## WORK INSTRUCTIONS
Arrange the lines of the records below as a numbered list, leaving out blank lines. Cover only the stretch from the line containing "the green lawn" through the line containing "column 32, row 390", with both of those lines included.
·····
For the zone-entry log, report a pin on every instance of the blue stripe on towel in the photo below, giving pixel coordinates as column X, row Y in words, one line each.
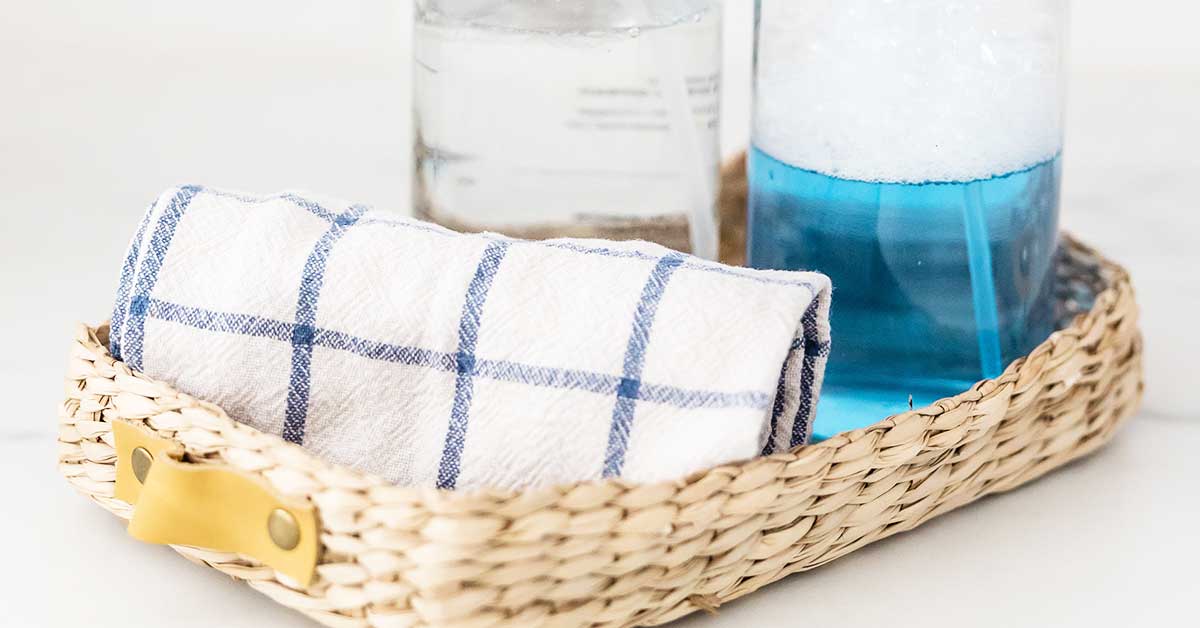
column 496, row 370
column 223, row 322
column 814, row 348
column 123, row 291
column 777, row 410
column 690, row 262
column 148, row 275
column 465, row 359
column 629, row 388
column 305, row 330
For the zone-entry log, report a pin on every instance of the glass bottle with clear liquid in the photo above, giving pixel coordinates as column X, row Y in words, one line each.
column 581, row 118
column 911, row 151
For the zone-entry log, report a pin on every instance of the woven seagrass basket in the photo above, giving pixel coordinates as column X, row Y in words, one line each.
column 612, row 554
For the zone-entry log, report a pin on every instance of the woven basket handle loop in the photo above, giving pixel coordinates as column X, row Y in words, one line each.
column 215, row 507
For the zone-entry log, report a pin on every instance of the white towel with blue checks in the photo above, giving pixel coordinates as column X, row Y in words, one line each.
column 432, row 358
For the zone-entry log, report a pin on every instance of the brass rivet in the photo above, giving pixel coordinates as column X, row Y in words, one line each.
column 141, row 460
column 283, row 528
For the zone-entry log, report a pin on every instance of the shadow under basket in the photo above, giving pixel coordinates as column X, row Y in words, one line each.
column 605, row 554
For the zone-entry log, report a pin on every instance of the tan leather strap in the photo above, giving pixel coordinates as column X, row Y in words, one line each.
column 210, row 506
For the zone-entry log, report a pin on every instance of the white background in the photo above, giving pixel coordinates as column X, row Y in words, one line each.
column 102, row 105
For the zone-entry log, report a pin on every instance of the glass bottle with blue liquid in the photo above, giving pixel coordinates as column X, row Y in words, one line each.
column 911, row 150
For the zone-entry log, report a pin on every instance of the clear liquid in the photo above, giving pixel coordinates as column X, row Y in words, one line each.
column 936, row 285
column 540, row 131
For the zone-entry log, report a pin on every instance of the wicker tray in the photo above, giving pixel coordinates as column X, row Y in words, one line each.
column 612, row 554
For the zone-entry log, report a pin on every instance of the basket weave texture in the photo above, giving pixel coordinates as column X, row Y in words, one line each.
column 612, row 554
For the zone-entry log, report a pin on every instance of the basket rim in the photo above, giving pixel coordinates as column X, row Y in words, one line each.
column 1116, row 286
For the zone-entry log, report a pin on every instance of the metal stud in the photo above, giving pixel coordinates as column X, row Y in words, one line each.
column 141, row 460
column 283, row 528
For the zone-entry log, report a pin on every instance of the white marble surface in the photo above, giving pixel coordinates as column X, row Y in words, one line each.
column 103, row 105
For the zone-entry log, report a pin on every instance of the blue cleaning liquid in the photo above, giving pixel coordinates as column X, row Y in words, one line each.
column 936, row 285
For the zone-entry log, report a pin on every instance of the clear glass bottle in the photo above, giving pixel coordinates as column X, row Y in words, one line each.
column 583, row 118
column 911, row 151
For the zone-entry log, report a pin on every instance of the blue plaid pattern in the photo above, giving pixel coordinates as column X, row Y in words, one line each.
column 137, row 303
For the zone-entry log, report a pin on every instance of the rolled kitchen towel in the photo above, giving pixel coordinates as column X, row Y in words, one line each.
column 441, row 359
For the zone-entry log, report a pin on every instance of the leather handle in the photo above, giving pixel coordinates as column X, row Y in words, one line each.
column 211, row 506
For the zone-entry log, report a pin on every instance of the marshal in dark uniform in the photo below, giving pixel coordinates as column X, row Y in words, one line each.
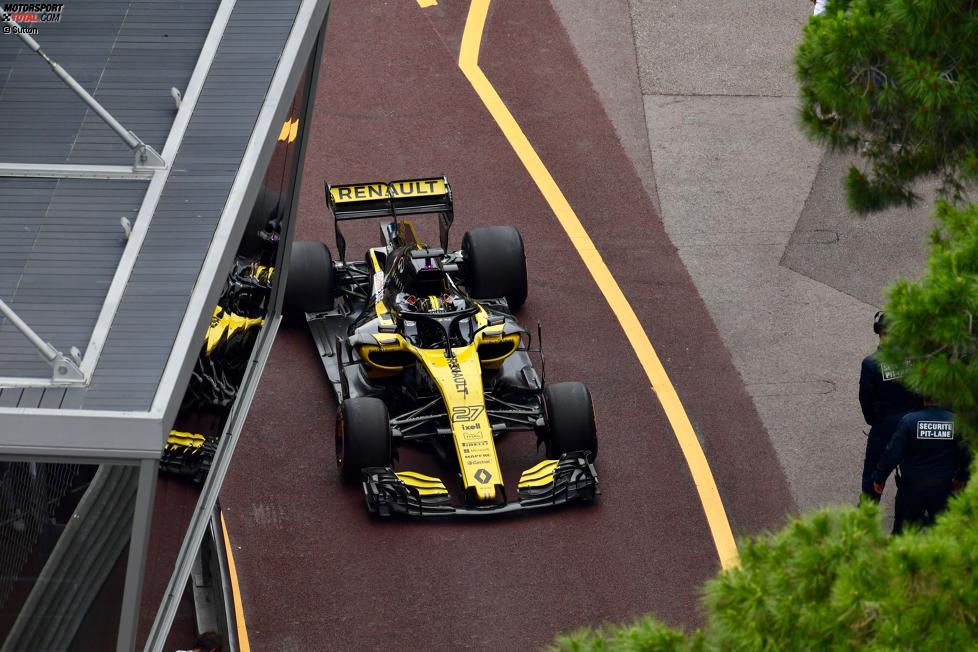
column 932, row 460
column 884, row 401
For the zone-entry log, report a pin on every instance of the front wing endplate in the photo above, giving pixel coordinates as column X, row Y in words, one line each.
column 550, row 483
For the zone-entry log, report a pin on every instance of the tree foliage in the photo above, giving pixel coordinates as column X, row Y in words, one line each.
column 895, row 81
column 931, row 323
column 830, row 581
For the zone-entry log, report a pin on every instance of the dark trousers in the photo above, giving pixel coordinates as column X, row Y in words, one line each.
column 876, row 443
column 919, row 504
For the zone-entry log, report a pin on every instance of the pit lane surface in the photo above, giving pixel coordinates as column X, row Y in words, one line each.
column 316, row 571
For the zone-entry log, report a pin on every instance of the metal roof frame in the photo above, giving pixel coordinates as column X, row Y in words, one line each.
column 108, row 434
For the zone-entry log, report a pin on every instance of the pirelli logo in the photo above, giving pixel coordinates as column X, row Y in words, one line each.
column 935, row 430
column 398, row 189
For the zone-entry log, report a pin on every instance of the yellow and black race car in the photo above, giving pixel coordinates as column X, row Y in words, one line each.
column 422, row 348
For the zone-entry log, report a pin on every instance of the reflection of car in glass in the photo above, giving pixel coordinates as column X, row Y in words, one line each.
column 421, row 347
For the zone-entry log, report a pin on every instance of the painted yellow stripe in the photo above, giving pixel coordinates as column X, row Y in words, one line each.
column 243, row 645
column 706, row 486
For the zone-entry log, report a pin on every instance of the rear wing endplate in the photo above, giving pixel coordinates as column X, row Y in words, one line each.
column 354, row 201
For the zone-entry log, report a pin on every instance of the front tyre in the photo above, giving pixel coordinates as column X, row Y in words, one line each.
column 363, row 436
column 495, row 264
column 569, row 419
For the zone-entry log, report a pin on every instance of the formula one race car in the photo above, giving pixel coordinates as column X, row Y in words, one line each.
column 421, row 348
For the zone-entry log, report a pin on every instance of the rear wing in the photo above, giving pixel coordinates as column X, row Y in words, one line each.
column 354, row 201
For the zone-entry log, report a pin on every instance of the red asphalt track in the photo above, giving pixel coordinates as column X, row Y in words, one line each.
column 316, row 572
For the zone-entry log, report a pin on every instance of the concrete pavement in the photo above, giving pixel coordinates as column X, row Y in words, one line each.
column 790, row 278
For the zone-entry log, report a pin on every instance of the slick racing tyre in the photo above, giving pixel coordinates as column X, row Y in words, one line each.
column 311, row 280
column 569, row 420
column 495, row 264
column 363, row 436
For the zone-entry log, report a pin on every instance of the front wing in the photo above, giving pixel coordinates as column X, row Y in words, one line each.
column 572, row 478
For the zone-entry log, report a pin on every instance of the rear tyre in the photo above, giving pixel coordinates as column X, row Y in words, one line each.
column 569, row 420
column 363, row 436
column 495, row 264
column 311, row 281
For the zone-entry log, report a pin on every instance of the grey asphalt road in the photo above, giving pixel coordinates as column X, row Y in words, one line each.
column 702, row 97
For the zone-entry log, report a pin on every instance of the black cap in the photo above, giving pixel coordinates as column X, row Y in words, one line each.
column 879, row 323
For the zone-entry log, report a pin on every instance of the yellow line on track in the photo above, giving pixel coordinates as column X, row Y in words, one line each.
column 706, row 486
column 243, row 644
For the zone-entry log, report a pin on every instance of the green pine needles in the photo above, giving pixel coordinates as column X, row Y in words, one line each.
column 895, row 81
column 830, row 580
column 933, row 323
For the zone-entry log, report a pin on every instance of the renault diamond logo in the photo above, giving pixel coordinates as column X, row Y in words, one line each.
column 466, row 412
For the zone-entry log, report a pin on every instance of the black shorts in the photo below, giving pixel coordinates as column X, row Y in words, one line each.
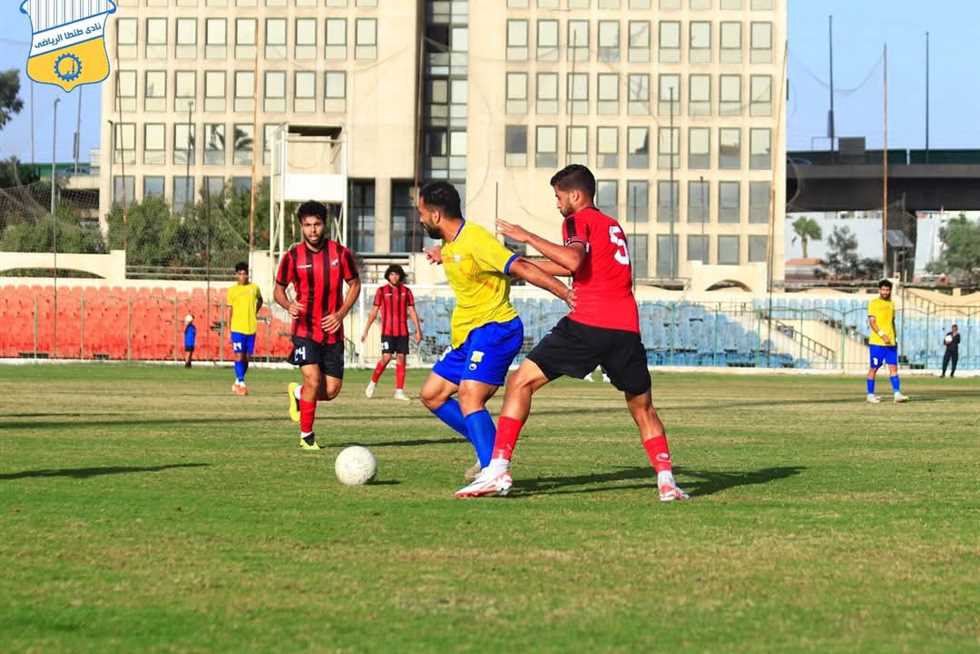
column 574, row 349
column 394, row 344
column 330, row 358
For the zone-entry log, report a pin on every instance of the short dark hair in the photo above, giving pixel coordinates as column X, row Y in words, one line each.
column 395, row 268
column 442, row 196
column 575, row 177
column 312, row 208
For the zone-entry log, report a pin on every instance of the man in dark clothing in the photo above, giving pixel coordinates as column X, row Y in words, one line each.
column 952, row 342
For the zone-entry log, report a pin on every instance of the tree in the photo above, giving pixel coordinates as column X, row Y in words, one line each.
column 10, row 104
column 806, row 230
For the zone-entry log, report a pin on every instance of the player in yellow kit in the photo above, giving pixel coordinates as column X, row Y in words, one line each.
column 244, row 302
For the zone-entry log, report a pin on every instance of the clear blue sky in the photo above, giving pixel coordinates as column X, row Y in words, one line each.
column 861, row 28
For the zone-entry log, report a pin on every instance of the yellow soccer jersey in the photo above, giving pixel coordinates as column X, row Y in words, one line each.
column 243, row 300
column 883, row 311
column 476, row 265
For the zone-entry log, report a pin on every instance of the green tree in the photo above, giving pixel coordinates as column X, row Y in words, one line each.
column 806, row 229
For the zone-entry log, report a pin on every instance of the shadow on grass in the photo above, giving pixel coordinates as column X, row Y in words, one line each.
column 706, row 482
column 85, row 473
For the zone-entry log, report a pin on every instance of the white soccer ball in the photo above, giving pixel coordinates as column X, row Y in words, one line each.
column 355, row 465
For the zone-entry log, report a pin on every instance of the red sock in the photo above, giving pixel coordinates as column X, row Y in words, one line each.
column 307, row 411
column 399, row 376
column 378, row 369
column 658, row 453
column 508, row 430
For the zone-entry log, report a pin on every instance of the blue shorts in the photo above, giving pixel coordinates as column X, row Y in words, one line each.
column 883, row 354
column 485, row 356
column 242, row 343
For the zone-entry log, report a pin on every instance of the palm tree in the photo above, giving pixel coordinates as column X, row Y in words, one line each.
column 806, row 229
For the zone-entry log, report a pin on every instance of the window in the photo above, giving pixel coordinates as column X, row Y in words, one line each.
column 304, row 92
column 578, row 40
column 700, row 51
column 126, row 90
column 275, row 38
column 547, row 49
column 699, row 88
column 729, row 148
column 608, row 94
column 515, row 145
column 516, row 40
column 607, row 145
column 243, row 143
column 727, row 250
column 214, row 90
column 244, row 90
column 306, row 38
column 669, row 148
column 670, row 42
column 761, row 95
column 698, row 201
column 668, row 201
column 759, row 197
column 760, row 143
column 215, row 38
column 154, row 144
column 156, row 38
column 637, row 147
column 638, row 201
column 697, row 248
column 214, row 145
column 577, row 145
column 186, row 38
column 275, row 91
column 155, row 91
column 609, row 41
column 761, row 43
column 546, row 147
column 699, row 148
column 731, row 43
column 729, row 202
column 336, row 48
column 638, row 86
column 639, row 45
column 245, row 34
column 730, row 88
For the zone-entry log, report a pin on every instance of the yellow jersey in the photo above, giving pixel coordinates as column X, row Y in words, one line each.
column 476, row 265
column 883, row 311
column 243, row 300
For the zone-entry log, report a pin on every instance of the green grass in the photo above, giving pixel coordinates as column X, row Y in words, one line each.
column 147, row 508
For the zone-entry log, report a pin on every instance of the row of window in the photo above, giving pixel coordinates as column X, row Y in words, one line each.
column 217, row 40
column 609, row 91
column 609, row 41
column 305, row 95
column 610, row 153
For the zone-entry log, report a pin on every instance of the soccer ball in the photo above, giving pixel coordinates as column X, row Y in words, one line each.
column 355, row 465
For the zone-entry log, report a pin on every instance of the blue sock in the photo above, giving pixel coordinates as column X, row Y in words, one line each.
column 482, row 434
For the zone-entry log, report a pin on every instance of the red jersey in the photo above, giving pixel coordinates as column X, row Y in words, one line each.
column 317, row 279
column 603, row 284
column 394, row 302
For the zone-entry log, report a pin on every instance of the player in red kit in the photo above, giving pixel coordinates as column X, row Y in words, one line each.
column 603, row 329
column 397, row 304
column 317, row 269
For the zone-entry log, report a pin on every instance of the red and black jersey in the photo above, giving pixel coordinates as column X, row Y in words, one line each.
column 394, row 302
column 318, row 281
column 603, row 284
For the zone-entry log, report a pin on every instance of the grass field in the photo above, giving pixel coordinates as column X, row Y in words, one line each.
column 147, row 508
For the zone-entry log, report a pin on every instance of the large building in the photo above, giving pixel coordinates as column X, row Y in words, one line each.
column 674, row 104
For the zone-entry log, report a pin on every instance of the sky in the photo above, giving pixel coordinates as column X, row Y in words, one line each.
column 861, row 29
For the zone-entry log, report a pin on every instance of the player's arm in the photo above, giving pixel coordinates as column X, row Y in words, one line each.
column 568, row 257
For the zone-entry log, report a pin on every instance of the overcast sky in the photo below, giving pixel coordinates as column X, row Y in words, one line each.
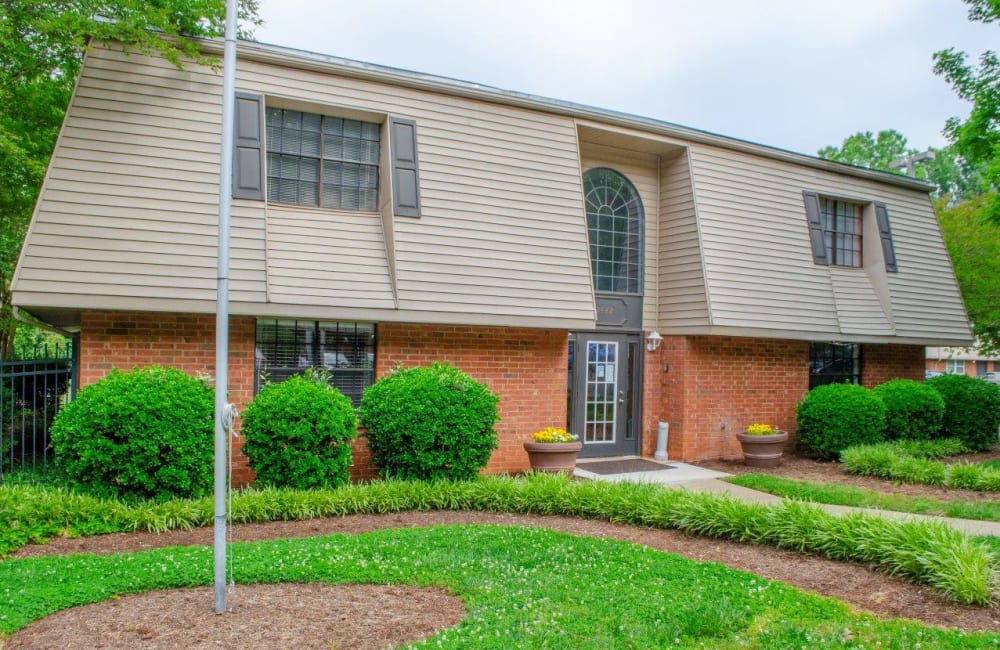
column 795, row 74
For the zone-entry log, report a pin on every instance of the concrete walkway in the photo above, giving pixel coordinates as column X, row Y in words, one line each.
column 690, row 477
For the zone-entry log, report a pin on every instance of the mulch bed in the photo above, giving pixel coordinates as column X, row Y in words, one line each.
column 276, row 615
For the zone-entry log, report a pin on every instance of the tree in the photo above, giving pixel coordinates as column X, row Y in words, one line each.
column 974, row 246
column 977, row 138
column 866, row 150
column 42, row 43
column 954, row 177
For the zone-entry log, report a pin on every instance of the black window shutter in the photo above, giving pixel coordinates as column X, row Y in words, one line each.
column 885, row 233
column 248, row 148
column 815, row 228
column 405, row 178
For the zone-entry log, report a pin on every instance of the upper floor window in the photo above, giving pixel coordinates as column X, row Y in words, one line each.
column 834, row 363
column 835, row 228
column 841, row 231
column 614, row 223
column 345, row 349
column 322, row 161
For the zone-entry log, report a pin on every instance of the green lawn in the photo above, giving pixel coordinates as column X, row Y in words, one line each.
column 523, row 588
column 849, row 495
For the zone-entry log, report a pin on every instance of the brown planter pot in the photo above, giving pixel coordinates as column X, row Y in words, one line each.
column 554, row 457
column 763, row 451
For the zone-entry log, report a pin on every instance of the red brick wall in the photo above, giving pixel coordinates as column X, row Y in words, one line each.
column 525, row 367
column 880, row 363
column 715, row 386
column 126, row 340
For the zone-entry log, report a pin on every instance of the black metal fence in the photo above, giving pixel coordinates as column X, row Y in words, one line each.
column 32, row 390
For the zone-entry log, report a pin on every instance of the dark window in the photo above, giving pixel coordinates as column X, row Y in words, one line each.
·····
## THE ANSWER
1. For the zone-entry log, report a pin on every instance of the green lawn in the photo above, giving pixel coordinates as column X, row Y in words, one line each.
2. column 523, row 588
3. column 849, row 495
4. For the zone-entry log, report a pin on every instance of the brown planter pot in the photo above, giving pixel coordinates as column X, row Y in words, one line each.
5. column 554, row 457
6. column 763, row 451
7. For the zone-entry log, report a pin on every instance of the red brick wall in the photo above, giving pixel coordinates as column X, row Y in words, one line each.
8. column 525, row 367
9. column 880, row 363
10. column 715, row 386
11. column 126, row 340
12. For the zone-entry log, report a pin on every instance of the black metal fence in the photo above, giving pixel coordinates as column X, row Y in words, one line each.
13. column 32, row 390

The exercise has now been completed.